给定指令 1 —
根据下面的代码片段回答：
(a) units 是用超参字典中的哪个键赋值的？
(b) get_config 是从哪个模块导入的？
(c) encode_inputs 的 dtype 被设为什么？

文本块 —
====
In [1]:
import tensorflow as tf 
from tensorflow import keras
import json
import os
import sys

In [2]:
from get_config import get_config

In [3]:
# 初始化超参字典
gConf = {}
gConf = get_config()

# 通过超参字典为vocab_in_size,vocab_tar_size,embedding_dim,units等赋值
vocab_inp_size = gConf["vocab_inp_size"]
vocab_tar_size = gConf["vocab_tar_size"]
embedding_dim = gConf["embedding_dim"]
vocab_inp_path = gConf["vocab_inp_path"]
vocab_tar_path = gConf["vocab_tar_path"]
units = gConf["layer_size"]
BATCH_SIZE = gConf["batch_size"]

max_length_inp = gConf["max_length"]
max_length_tar = gConf["max_length"]
model_path = gConf["model_data"]

E:\GitHub\ML\nlp\聊天机器人\tf2.6_prj/seq2seq.ini


In [11]:
encode_inputs = keras.Input(shape=(20),batch_size=BATCH_SIZE,dtype=tf.int32,name="encode_inps")
====
源清单 —
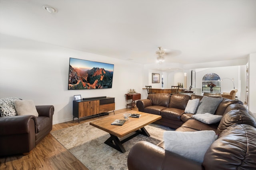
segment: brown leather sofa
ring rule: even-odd
[[[0,117],[0,156],[29,153],[52,130],[54,106],[36,107],[38,117]]]
[[[201,100],[202,97],[194,94],[190,96],[181,94],[171,96],[168,93],[149,94],[147,99],[137,101],[136,105],[140,111],[161,115],[162,118],[156,123],[177,129],[191,119],[193,115],[184,112],[188,100],[196,98]],[[243,104],[240,100],[223,98],[215,114],[223,115],[228,105],[235,103]]]
[[[192,98],[201,98],[198,96]],[[189,115],[183,117],[182,115],[186,114],[184,113],[180,115],[181,121],[183,120],[185,123],[176,131],[212,130],[219,134],[218,139],[207,150],[202,163],[165,150],[164,143],[156,146],[142,141],[136,144],[129,153],[128,169],[256,169],[256,118],[240,104],[241,102],[238,101],[223,99],[215,113],[223,115],[223,117],[220,122],[214,124],[205,124],[193,119]],[[141,103],[139,103],[139,106],[140,104]]]

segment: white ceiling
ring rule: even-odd
[[[169,62],[238,59],[256,53],[256,0],[0,0],[0,33],[144,64],[159,46]]]

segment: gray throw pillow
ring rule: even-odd
[[[38,113],[33,100],[16,100],[14,101],[14,105],[18,115],[38,116]]]
[[[214,114],[218,107],[222,101],[221,98],[211,98],[204,96],[198,104],[196,114],[209,113]]]
[[[220,121],[222,118],[221,115],[213,115],[209,113],[204,114],[196,114],[192,116],[198,121],[205,124],[213,124]]]
[[[166,150],[200,163],[217,137],[214,131],[164,133]]]
[[[195,99],[189,100],[185,109],[185,113],[186,113],[195,114],[197,106],[199,103],[199,99]]]

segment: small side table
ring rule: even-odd
[[[128,108],[128,105],[130,105],[132,106],[131,109],[132,109],[135,106],[135,100],[140,100],[140,93],[128,93],[125,94],[126,98],[126,108]],[[128,103],[128,100],[132,100],[131,103]]]

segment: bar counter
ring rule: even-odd
[[[142,89],[146,89],[146,88],[142,88]],[[181,92],[182,90],[186,89],[186,88],[179,88],[179,92]],[[172,89],[170,88],[152,88],[152,92],[154,92],[156,93],[171,93],[172,92]]]

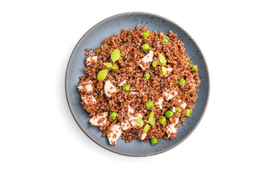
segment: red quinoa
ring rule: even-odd
[[[149,33],[150,36],[148,38],[144,38],[144,32]],[[132,36],[131,38],[128,38],[129,35]],[[164,43],[165,38],[168,39],[168,43]],[[149,50],[142,50],[142,45],[145,43],[149,45]],[[150,113],[154,111],[156,123],[154,125],[150,125],[143,141],[146,142],[147,140],[155,137],[159,140],[176,137],[178,123],[185,121],[185,109],[190,109],[192,115],[192,108],[195,106],[194,103],[197,98],[196,92],[198,92],[197,86],[201,83],[198,71],[191,70],[195,65],[189,60],[188,55],[184,53],[183,45],[181,41],[177,40],[176,35],[171,30],[168,36],[166,36],[162,32],[150,32],[146,28],[142,28],[137,26],[136,30],[122,30],[121,34],[107,38],[99,48],[98,54],[96,53],[98,49],[94,49],[90,54],[89,52],[91,49],[85,50],[85,54],[90,55],[89,57],[97,57],[97,60],[92,58],[90,62],[87,62],[87,67],[85,68],[85,76],[80,77],[78,87],[80,95],[83,98],[81,105],[89,113],[90,116],[102,116],[99,117],[97,123],[101,124],[97,126],[103,136],[110,136],[114,133],[113,138],[118,138],[117,131],[115,133],[112,129],[113,125],[121,125],[122,122],[128,120],[131,116],[141,114],[144,122],[142,126],[133,126],[130,121],[125,126],[122,125],[122,128],[121,126],[119,128],[122,130],[122,139],[124,140],[125,142],[136,138],[142,139],[146,120],[149,120]],[[119,60],[114,63],[119,69],[110,70],[104,80],[97,80],[98,72],[102,69],[108,69],[103,63],[112,63],[110,55],[117,48],[120,50],[122,57],[122,60]],[[172,70],[163,76],[162,66],[160,64],[153,67],[152,62],[139,62],[150,51],[153,52],[153,61],[159,61],[159,54],[163,55],[167,61],[165,67],[169,70],[172,68]],[[138,62],[142,67],[148,68],[142,69]],[[189,64],[185,62],[188,62]],[[143,76],[144,73],[149,73],[149,80]],[[186,80],[185,84],[178,84],[181,79]],[[111,86],[110,89],[115,91],[114,86],[118,86],[124,80],[126,80],[125,84],[130,86],[129,91],[123,91],[120,86],[116,89],[116,92],[107,92],[108,95],[110,95],[110,97],[106,96],[105,85],[107,81],[110,81],[111,84],[114,86]],[[91,89],[86,86],[91,86]],[[170,100],[168,100],[166,93],[170,95],[170,98],[173,96]],[[161,106],[157,104],[161,98],[164,98]],[[154,107],[149,109],[145,105],[149,101],[154,102]],[[128,113],[128,106],[134,109],[133,113]],[[164,116],[166,111],[172,110],[174,109],[174,107],[178,107],[181,110],[174,114],[170,118],[166,118],[166,123],[161,125],[159,123],[159,117]],[[102,113],[106,111],[108,112],[108,115],[104,117]],[[112,112],[117,113],[114,120],[110,118]],[[132,119],[136,122],[136,118]],[[183,125],[185,125],[185,123]],[[123,130],[124,127],[128,129]],[[170,127],[172,127],[171,131]],[[166,132],[168,130],[170,132]],[[111,144],[115,144],[115,142],[111,141]]]

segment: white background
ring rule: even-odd
[[[255,169],[254,1],[1,1],[0,169]],[[208,63],[210,95],[196,130],[149,157],[110,152],[75,123],[65,94],[75,45],[95,24],[129,11],[184,28]],[[124,167],[123,167],[124,166]]]

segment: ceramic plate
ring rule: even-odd
[[[85,49],[100,47],[102,42],[107,37],[119,34],[122,29],[135,29],[139,25],[146,27],[150,31],[162,31],[168,35],[172,30],[178,35],[178,40],[185,44],[187,53],[192,62],[198,67],[198,74],[201,80],[198,87],[198,99],[193,109],[191,117],[186,119],[186,125],[180,123],[177,137],[174,140],[160,140],[157,144],[151,145],[150,141],[144,143],[135,140],[125,143],[121,137],[115,146],[109,144],[107,137],[102,137],[97,127],[89,123],[88,113],[80,106],[77,85],[80,76],[85,75]],[[68,64],[65,75],[65,90],[70,111],[81,130],[95,142],[113,152],[134,157],[144,157],[157,154],[177,146],[195,130],[201,120],[206,108],[209,96],[209,76],[203,55],[193,39],[180,26],[164,17],[148,13],[124,13],[110,17],[90,28],[75,46]]]

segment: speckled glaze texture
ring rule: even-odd
[[[174,140],[161,140],[159,143],[151,145],[142,140],[135,140],[125,143],[121,137],[115,146],[109,144],[107,137],[102,137],[102,132],[97,127],[90,125],[87,113],[83,110],[80,103],[81,98],[77,89],[80,76],[85,75],[83,71],[85,64],[85,49],[100,47],[102,42],[107,37],[119,34],[122,29],[135,29],[139,25],[142,28],[146,27],[149,30],[162,31],[168,35],[172,30],[178,35],[178,40],[185,44],[187,53],[192,62],[198,64],[198,74],[201,80],[198,87],[198,99],[193,109],[193,115],[186,119],[186,125],[179,124],[177,137]],[[118,14],[110,17],[90,29],[80,40],[75,46],[68,64],[65,75],[65,90],[68,103],[70,111],[81,130],[95,142],[102,147],[117,154],[145,157],[157,154],[174,148],[182,142],[197,127],[206,108],[209,96],[209,75],[203,55],[193,38],[181,27],[169,19],[148,13],[131,12]]]

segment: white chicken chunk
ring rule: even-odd
[[[107,123],[107,116],[108,115],[108,112],[104,112],[100,115],[93,116],[90,120],[90,123],[95,126],[103,126]],[[99,123],[100,120],[102,120]]]
[[[139,62],[138,64],[139,65],[139,67],[142,69],[146,69],[149,68],[150,64],[146,64],[147,66],[144,66],[144,64],[142,64],[142,63],[149,63],[149,62],[151,62],[153,61],[153,51],[151,50],[149,51],[149,53],[146,55],[145,55],[143,58],[142,58]]]
[[[84,92],[91,92],[92,91],[92,81],[86,80],[80,83],[78,88],[78,89],[82,90]],[[85,91],[83,89],[85,89]]]
[[[107,80],[104,86],[105,93],[107,96],[111,97],[114,93],[117,93],[116,87],[111,83],[110,80]]]
[[[94,57],[89,57],[86,58],[86,64],[90,65],[91,64],[91,62],[94,60],[95,62],[97,62],[97,56]]]
[[[121,126],[123,130],[127,130],[131,127],[131,124],[129,123],[128,120],[125,120],[121,123]]]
====
给定指令 2 — 清单中哪些行含有字符串“white”？请把这些行逐一挑出并照录。

任务解答 1 —
(a) "layer_size"
(b) get_config
(c) tf.int32

任务解答 2 —
segment: white ceiling
segment: white background
segment: white chicken chunk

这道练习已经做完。